_What is asked_
Rewrite the listing from the line that has "cluster and mark it with a bounding box." through the end, putting "rectangle" wherever "bounding box" appears and leaving everything else the same.

### Material for the task ###

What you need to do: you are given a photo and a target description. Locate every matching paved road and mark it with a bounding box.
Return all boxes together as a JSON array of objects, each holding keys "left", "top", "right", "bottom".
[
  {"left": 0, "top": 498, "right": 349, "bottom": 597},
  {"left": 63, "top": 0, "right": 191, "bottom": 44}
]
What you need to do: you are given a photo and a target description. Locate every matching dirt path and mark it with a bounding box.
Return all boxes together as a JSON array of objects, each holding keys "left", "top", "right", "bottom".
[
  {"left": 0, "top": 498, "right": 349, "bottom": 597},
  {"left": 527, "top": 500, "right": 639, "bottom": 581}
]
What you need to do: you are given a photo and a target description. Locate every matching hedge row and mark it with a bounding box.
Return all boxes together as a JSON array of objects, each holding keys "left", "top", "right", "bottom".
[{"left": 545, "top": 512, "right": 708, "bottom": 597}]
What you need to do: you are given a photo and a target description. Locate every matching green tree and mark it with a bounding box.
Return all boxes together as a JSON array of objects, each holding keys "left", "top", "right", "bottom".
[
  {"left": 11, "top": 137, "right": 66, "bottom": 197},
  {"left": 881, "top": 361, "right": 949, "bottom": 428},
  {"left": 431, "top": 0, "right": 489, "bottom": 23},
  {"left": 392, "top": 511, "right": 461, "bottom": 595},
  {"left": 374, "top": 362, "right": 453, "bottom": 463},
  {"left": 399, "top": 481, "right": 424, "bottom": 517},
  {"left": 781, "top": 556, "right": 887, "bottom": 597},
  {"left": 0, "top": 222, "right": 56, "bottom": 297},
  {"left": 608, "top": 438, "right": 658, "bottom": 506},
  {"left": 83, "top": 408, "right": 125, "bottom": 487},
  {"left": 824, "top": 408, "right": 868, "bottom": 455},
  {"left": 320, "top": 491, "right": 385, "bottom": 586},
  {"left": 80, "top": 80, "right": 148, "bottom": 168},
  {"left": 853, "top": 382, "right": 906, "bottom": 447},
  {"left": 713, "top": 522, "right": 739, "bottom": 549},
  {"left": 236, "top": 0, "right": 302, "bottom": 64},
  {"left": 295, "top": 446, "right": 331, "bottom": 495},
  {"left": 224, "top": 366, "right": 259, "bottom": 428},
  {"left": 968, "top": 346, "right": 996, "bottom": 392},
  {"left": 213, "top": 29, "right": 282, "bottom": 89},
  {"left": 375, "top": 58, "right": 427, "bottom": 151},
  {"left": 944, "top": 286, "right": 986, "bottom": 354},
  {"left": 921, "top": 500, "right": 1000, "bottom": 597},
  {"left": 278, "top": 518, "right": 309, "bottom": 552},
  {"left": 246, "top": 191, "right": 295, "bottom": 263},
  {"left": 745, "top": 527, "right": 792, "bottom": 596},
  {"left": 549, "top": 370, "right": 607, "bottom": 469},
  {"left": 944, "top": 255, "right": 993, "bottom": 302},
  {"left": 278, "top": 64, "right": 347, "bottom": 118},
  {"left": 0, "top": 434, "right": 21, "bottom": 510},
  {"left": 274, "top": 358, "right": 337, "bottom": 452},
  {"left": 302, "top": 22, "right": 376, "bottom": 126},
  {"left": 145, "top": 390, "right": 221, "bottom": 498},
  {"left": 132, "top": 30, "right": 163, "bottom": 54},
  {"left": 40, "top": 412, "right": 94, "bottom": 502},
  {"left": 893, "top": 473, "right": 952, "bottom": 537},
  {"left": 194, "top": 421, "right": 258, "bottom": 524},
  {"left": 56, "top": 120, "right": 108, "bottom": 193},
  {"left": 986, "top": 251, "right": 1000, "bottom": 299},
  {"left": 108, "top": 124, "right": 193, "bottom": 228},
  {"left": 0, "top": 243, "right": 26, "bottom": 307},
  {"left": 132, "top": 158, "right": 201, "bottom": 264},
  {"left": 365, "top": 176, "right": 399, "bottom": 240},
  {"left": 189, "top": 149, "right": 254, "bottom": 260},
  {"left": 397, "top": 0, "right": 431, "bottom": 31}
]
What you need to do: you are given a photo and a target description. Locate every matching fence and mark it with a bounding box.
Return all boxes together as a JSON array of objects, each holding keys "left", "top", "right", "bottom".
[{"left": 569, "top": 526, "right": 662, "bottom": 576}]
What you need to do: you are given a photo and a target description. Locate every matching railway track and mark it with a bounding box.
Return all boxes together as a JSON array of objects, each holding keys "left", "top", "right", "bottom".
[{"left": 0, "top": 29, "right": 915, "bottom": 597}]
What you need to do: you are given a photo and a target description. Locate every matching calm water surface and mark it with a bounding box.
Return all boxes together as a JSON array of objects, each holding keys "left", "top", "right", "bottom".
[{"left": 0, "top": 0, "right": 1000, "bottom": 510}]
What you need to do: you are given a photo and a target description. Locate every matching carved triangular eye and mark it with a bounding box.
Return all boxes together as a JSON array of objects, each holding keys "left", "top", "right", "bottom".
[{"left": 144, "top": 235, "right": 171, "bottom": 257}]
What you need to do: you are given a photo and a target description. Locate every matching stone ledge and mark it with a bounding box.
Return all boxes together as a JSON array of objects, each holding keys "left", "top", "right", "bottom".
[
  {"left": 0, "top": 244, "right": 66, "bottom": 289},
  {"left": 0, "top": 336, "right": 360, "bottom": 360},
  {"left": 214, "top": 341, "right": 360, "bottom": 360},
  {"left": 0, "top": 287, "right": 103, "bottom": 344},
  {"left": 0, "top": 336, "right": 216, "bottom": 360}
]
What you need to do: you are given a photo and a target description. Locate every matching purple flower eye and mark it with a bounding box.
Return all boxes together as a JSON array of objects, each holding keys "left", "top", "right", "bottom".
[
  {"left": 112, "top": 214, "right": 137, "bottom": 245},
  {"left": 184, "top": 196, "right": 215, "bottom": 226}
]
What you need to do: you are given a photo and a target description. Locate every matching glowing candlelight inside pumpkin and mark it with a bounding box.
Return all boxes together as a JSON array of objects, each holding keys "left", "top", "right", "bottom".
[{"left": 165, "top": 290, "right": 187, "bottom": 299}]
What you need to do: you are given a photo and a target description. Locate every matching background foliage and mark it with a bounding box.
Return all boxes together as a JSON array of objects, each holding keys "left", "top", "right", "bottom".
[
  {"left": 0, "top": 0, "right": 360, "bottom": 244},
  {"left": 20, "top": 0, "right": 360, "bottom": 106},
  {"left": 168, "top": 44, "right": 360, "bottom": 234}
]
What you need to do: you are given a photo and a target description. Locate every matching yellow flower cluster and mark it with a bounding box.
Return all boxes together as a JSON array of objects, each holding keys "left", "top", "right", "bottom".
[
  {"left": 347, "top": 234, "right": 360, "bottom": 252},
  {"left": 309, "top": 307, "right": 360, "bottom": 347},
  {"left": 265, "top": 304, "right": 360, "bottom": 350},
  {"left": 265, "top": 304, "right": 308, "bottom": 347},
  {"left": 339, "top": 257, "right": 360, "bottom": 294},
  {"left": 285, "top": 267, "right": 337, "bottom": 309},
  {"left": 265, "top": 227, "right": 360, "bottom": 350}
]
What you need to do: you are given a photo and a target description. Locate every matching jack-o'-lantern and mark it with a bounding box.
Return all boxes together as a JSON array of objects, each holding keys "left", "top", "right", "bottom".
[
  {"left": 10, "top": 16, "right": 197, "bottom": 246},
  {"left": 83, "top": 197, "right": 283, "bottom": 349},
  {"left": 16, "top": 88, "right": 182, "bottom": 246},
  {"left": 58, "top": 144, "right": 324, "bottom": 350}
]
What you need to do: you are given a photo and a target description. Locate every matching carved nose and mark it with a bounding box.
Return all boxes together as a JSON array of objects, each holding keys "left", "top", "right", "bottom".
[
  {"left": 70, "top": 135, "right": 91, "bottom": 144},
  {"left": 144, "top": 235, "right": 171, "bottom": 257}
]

###

_Answer to the exercise_
What you need to do: you are given a photo and a target description. Locate every matching yellow flower cluster and mark it with a rectangle.
Return all boxes together as a JSON array of objects, each holding keys "left", "top", "right", "bottom".
[
  {"left": 347, "top": 234, "right": 360, "bottom": 252},
  {"left": 309, "top": 307, "right": 360, "bottom": 347},
  {"left": 265, "top": 304, "right": 360, "bottom": 350},
  {"left": 265, "top": 304, "right": 308, "bottom": 347},
  {"left": 339, "top": 257, "right": 360, "bottom": 294},
  {"left": 285, "top": 267, "right": 337, "bottom": 309},
  {"left": 265, "top": 227, "right": 360, "bottom": 350}
]
What you need to do: you are given a photo and a target description. Locate every matching jack-o'-lantern and mark it with a rectangle.
Return all boxes together as a JSON array of objects, each holding keys "left", "top", "right", "bottom".
[
  {"left": 10, "top": 16, "right": 197, "bottom": 246},
  {"left": 83, "top": 197, "right": 283, "bottom": 349},
  {"left": 16, "top": 88, "right": 182, "bottom": 246},
  {"left": 58, "top": 144, "right": 324, "bottom": 350}
]
What you need to do: you are given a photo and a target description. Locate every matching carved nose and mark it with a rectangle.
Return all boxes together as a JSON array of objects, each holding keys "left", "top", "right", "bottom".
[
  {"left": 70, "top": 135, "right": 91, "bottom": 144},
  {"left": 144, "top": 235, "right": 171, "bottom": 257}
]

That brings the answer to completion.